### QUOTED TEXT
# Hide MySQL Database Connection Info in PHP



## takua108 (Jan 4, 2006)

I'm writing an online user stats tracking system that can be used by any developer on any programming language here: http://topdown.sourceforge.net/stats . I'm a n00b to PHP and MySQL, but I catch on pretty quickly :grin:, and I've written this entire system myself, sans the 3D line graph.

What I need to know is how can I hide the database connection info (database,username,password) in a file and hide it somewhere where nobody can get to it, but my pages can?

I'll elaborate if I need be more specific.


----------



## jackall (Jan 26, 2006)

*Hide your database connection*

Easy when you know how!
Just put the connection data in a text file (e.g, connect.txt) and ftp it to the folder above the root folder where there's no public access. You can call it from your php file using <? require "../connect.txt" ?>




takua108 said:


> What I need to know is how can I hide the database connection info (database,username,password) in a file and hide it somewhere where nobody can get to it, but my pages can?
> 
> I'll elaborate if I need be more specific.


----------



## takua108 (Jan 4, 2006)

I tried something like this: I used defines in a file hidden sort of how you described it...I think. Is this right?
Here's the directory structure:

[]root
||=[] htdocs
|| ||= (all of the PHP files here)
||=[] private
||= include.php

With include.php being the file that has all of the defines, and the htdocs being the publically-served folder.


----------



## MoralTerror (Nov 19, 2005)

you should never store passwords in a plain text file :4-thatsba 

Instead of connect.txt save as connect.inc.php


----------

### GIVEN ENTRIES
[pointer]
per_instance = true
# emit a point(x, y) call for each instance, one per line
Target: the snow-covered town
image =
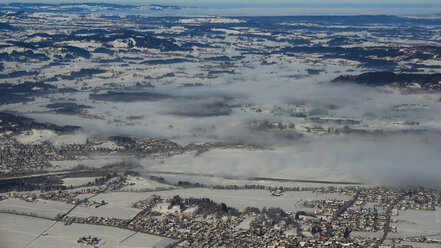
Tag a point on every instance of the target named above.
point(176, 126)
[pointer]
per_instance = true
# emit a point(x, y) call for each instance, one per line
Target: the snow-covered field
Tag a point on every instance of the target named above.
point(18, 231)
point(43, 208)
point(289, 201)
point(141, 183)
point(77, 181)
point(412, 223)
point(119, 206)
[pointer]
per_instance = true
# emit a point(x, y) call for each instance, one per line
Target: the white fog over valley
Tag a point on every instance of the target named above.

...

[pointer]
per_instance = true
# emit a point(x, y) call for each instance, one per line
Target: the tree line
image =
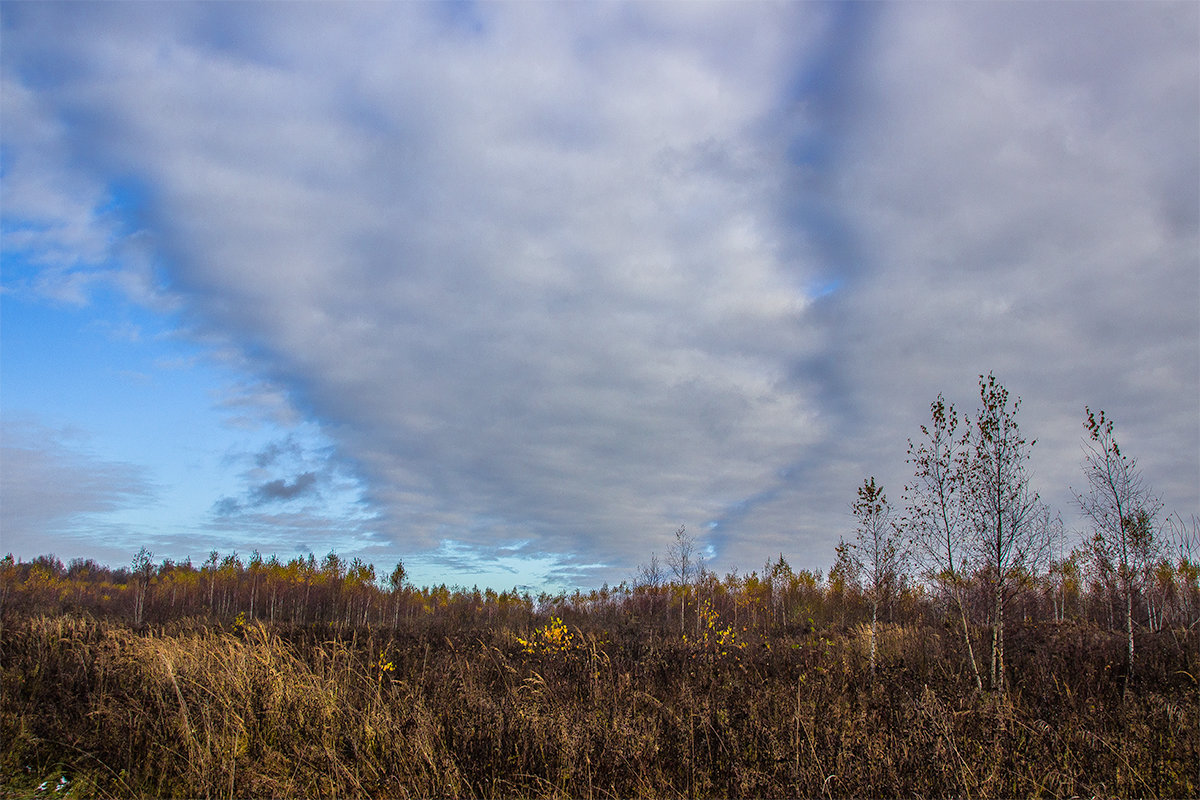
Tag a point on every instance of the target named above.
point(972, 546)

### STATED EXERCISE
Reproduce word for word the part of the thread on hiding MySQL connection info that begins at the words "I tried something" and stops after "the publically-served folder.". The material is separate from the thread on hiding MySQL connection details.

### OUTPUT BELOW
I tried something like this: I used defines in a file hidden sort of how you described it...I think. Is this right?
Here's the directory structure:

[]root
||=[] htdocs
|| ||= (all of the PHP files here)
||=[] private
||= include.php

With include.php being the file that has all of the defines, and the htdocs being the publically-served folder.